┌──

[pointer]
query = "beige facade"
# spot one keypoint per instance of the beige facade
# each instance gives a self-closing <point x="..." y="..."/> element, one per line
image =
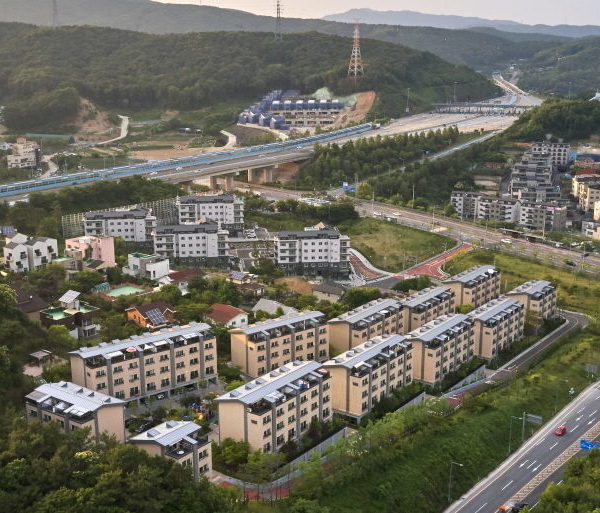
<point x="475" y="286"/>
<point x="180" y="441"/>
<point x="426" y="305"/>
<point x="379" y="317"/>
<point x="368" y="373"/>
<point x="441" y="347"/>
<point x="539" y="296"/>
<point x="76" y="407"/>
<point x="152" y="364"/>
<point x="498" y="324"/>
<point x="277" y="407"/>
<point x="264" y="346"/>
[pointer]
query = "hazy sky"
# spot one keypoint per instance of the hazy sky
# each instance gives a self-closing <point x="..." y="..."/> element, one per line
<point x="551" y="12"/>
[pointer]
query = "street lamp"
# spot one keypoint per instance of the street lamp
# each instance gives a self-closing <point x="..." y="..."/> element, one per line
<point x="452" y="463"/>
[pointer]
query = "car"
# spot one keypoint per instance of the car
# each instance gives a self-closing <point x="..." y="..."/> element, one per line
<point x="560" y="430"/>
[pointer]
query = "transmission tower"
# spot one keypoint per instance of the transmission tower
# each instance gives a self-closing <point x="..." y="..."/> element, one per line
<point x="355" y="69"/>
<point x="278" y="32"/>
<point x="55" y="13"/>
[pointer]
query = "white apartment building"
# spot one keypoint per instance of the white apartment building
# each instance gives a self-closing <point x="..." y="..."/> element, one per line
<point x="192" y="242"/>
<point x="313" y="252"/>
<point x="224" y="209"/>
<point x="23" y="253"/>
<point x="135" y="225"/>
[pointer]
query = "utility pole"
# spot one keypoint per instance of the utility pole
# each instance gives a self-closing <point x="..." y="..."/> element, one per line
<point x="355" y="68"/>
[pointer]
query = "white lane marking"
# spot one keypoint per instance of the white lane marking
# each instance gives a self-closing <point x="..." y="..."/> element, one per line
<point x="480" y="508"/>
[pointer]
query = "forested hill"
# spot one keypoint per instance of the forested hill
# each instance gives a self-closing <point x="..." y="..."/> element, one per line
<point x="42" y="68"/>
<point x="576" y="63"/>
<point x="477" y="50"/>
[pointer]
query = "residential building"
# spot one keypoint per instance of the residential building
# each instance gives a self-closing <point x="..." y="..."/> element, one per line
<point x="180" y="441"/>
<point x="368" y="373"/>
<point x="475" y="286"/>
<point x="204" y="243"/>
<point x="75" y="315"/>
<point x="154" y="364"/>
<point x="376" y="318"/>
<point x="558" y="152"/>
<point x="276" y="407"/>
<point x="266" y="345"/>
<point x="497" y="325"/>
<point x="428" y="304"/>
<point x="224" y="209"/>
<point x="229" y="315"/>
<point x="539" y="296"/>
<point x="76" y="407"/>
<point x="134" y="225"/>
<point x="152" y="316"/>
<point x="313" y="252"/>
<point x="96" y="247"/>
<point x="151" y="267"/>
<point x="23" y="253"/>
<point x="441" y="347"/>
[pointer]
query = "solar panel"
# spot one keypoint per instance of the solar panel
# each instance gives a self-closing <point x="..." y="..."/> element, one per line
<point x="156" y="317"/>
<point x="69" y="296"/>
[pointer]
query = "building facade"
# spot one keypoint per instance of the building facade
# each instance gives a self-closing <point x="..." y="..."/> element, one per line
<point x="379" y="317"/>
<point x="368" y="373"/>
<point x="277" y="407"/>
<point x="153" y="364"/>
<point x="76" y="407"/>
<point x="267" y="345"/>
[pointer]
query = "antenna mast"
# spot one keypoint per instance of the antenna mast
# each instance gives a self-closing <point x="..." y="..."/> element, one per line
<point x="355" y="69"/>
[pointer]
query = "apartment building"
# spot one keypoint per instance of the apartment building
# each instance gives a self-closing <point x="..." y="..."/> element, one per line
<point x="224" y="209"/>
<point x="76" y="407"/>
<point x="426" y="305"/>
<point x="135" y="225"/>
<point x="194" y="243"/>
<point x="153" y="364"/>
<point x="368" y="373"/>
<point x="475" y="286"/>
<point x="558" y="152"/>
<point x="313" y="252"/>
<point x="23" y="253"/>
<point x="538" y="296"/>
<point x="180" y="441"/>
<point x="276" y="407"/>
<point x="151" y="267"/>
<point x="497" y="325"/>
<point x="441" y="347"/>
<point x="376" y="318"/>
<point x="261" y="347"/>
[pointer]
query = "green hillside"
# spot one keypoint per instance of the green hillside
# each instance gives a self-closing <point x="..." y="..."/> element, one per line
<point x="479" y="50"/>
<point x="577" y="62"/>
<point x="44" y="67"/>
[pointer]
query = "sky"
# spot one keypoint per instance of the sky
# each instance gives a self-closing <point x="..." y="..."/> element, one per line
<point x="550" y="12"/>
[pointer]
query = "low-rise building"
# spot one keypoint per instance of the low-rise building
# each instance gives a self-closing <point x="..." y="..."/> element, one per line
<point x="368" y="373"/>
<point x="428" y="304"/>
<point x="498" y="324"/>
<point x="277" y="407"/>
<point x="76" y="407"/>
<point x="475" y="286"/>
<point x="441" y="346"/>
<point x="151" y="267"/>
<point x="75" y="315"/>
<point x="539" y="296"/>
<point x="153" y="364"/>
<point x="180" y="441"/>
<point x="134" y="225"/>
<point x="263" y="346"/>
<point x="376" y="318"/>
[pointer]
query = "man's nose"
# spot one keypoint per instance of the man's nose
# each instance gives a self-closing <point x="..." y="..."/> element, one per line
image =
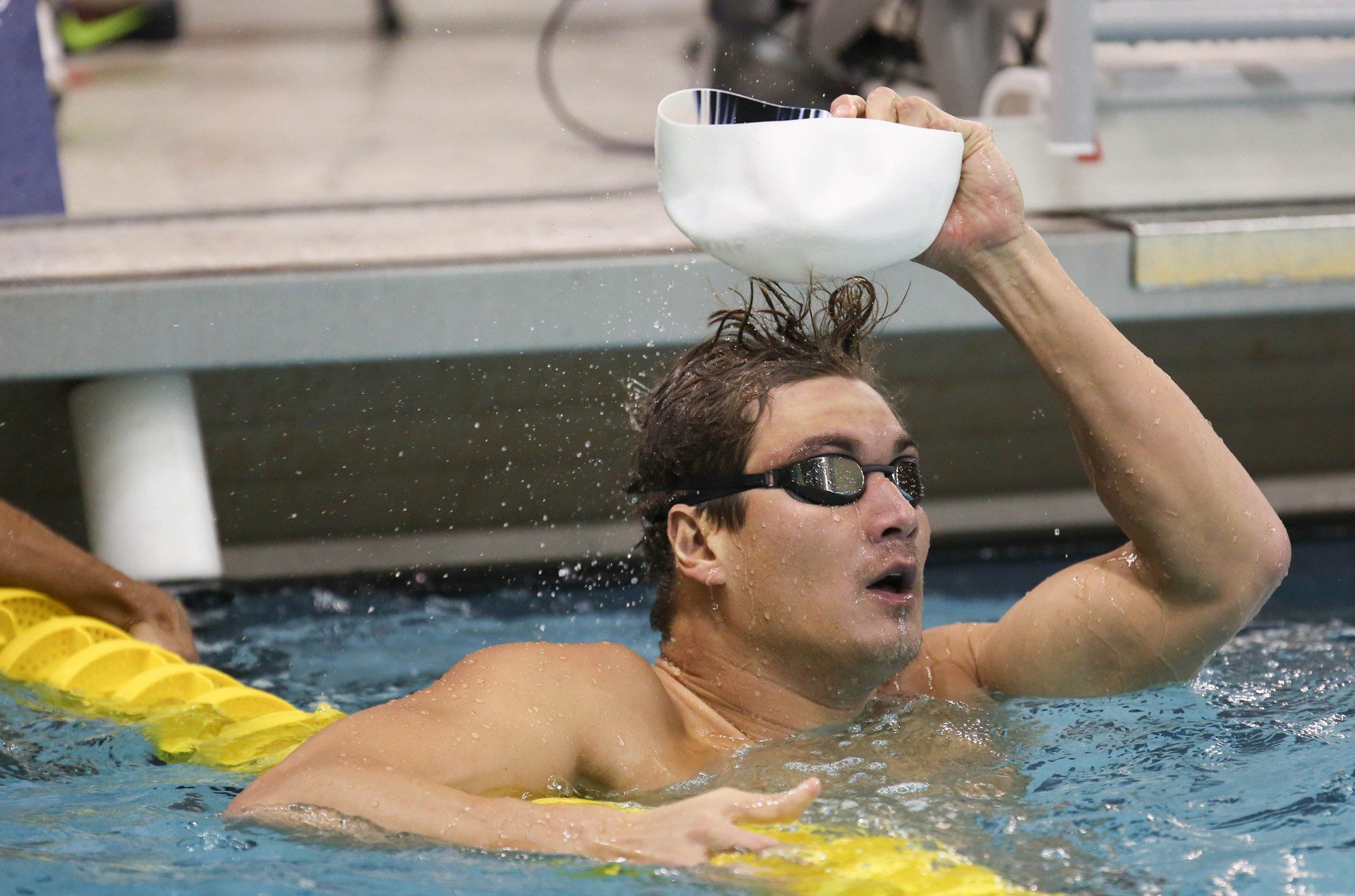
<point x="885" y="509"/>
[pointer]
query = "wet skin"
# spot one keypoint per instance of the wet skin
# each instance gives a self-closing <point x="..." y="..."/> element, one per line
<point x="778" y="628"/>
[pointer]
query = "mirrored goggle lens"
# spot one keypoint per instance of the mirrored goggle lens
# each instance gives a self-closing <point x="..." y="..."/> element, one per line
<point x="829" y="479"/>
<point x="910" y="480"/>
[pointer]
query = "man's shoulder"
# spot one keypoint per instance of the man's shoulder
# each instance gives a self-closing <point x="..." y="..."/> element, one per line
<point x="541" y="667"/>
<point x="946" y="666"/>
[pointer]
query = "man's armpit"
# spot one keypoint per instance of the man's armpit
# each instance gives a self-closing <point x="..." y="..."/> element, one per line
<point x="946" y="667"/>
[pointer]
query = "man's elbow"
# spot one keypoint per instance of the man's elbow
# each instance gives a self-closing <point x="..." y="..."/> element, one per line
<point x="1263" y="567"/>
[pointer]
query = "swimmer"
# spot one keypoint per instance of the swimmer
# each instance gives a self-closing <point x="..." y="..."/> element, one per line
<point x="786" y="528"/>
<point x="33" y="556"/>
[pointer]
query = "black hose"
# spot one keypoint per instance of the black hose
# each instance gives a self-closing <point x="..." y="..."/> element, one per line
<point x="546" y="82"/>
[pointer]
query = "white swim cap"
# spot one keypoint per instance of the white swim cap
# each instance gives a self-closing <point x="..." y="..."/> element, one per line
<point x="795" y="194"/>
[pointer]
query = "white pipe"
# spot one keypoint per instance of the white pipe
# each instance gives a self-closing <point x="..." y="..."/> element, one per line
<point x="144" y="478"/>
<point x="1072" y="79"/>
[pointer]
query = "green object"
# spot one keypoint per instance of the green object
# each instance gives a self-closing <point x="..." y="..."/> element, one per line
<point x="80" y="35"/>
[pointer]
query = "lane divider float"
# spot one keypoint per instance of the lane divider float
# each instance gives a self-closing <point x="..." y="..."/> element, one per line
<point x="188" y="712"/>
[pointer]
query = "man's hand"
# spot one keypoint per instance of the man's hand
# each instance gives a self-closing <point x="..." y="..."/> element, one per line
<point x="988" y="210"/>
<point x="157" y="617"/>
<point x="33" y="556"/>
<point x="693" y="830"/>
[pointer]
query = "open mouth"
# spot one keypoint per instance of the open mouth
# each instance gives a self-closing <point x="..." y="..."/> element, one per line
<point x="896" y="585"/>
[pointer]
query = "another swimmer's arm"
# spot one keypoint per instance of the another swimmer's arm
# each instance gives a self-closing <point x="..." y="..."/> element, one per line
<point x="508" y="720"/>
<point x="33" y="556"/>
<point x="1206" y="550"/>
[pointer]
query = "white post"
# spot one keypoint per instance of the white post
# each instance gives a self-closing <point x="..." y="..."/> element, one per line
<point x="144" y="478"/>
<point x="1072" y="79"/>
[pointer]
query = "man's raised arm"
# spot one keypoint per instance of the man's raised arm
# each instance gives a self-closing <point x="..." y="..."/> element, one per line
<point x="454" y="761"/>
<point x="1206" y="550"/>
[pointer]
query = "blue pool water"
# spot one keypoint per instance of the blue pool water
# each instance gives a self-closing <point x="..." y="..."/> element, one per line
<point x="1240" y="781"/>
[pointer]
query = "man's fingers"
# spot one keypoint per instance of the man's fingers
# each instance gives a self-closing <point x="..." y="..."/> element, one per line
<point x="915" y="110"/>
<point x="767" y="809"/>
<point x="727" y="838"/>
<point x="848" y="106"/>
<point x="882" y="104"/>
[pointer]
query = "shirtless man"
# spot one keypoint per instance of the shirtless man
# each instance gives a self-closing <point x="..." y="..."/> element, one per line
<point x="789" y="603"/>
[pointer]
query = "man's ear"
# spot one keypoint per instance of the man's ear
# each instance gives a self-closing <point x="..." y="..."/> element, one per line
<point x="693" y="553"/>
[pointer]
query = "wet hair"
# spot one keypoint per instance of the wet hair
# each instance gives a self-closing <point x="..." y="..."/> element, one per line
<point x="697" y="423"/>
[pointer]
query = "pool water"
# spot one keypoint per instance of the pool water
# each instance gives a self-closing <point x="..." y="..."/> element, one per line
<point x="1240" y="781"/>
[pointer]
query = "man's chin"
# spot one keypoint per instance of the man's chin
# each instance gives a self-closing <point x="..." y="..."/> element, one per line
<point x="889" y="653"/>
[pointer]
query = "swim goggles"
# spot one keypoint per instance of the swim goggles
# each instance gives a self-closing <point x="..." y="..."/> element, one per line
<point x="832" y="480"/>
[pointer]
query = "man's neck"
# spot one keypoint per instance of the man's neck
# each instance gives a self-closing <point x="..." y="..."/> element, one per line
<point x="754" y="696"/>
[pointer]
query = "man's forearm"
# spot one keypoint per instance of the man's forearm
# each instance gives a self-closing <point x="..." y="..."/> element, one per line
<point x="402" y="804"/>
<point x="33" y="556"/>
<point x="1167" y="479"/>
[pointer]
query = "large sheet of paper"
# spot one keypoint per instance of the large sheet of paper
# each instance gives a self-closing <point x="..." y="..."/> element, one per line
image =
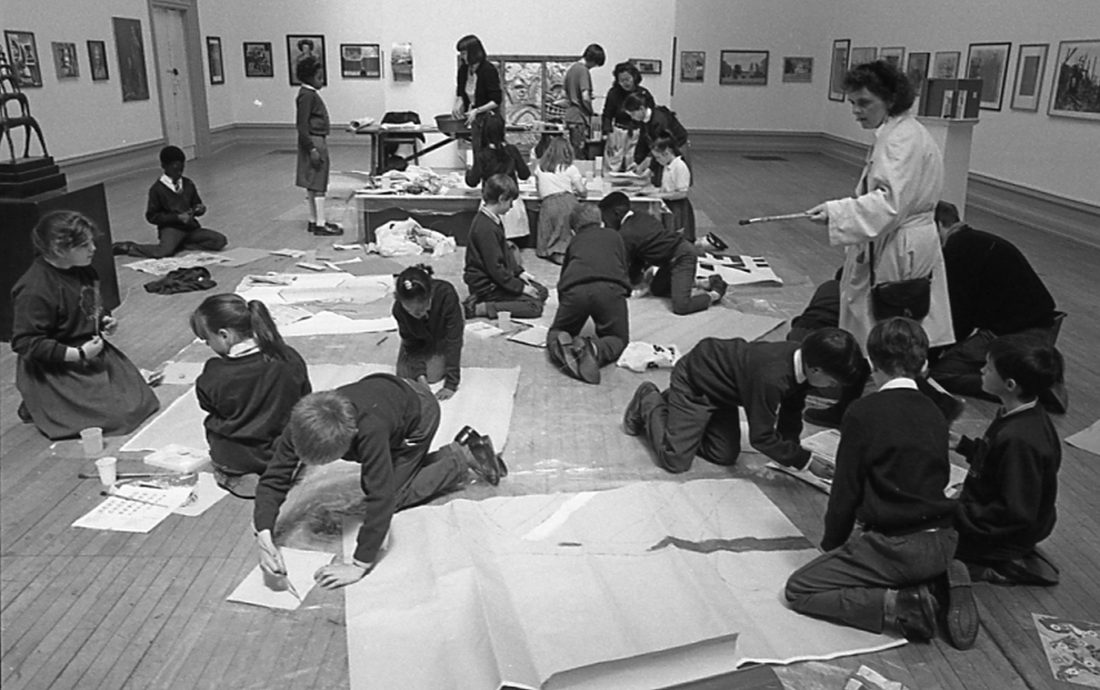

└──

What you are asked to do
For the word "residential", find every line in the data that holds it and copy that line.

Solution to this problem
query = "residential building"
# spot one keypoint per instance of the residential building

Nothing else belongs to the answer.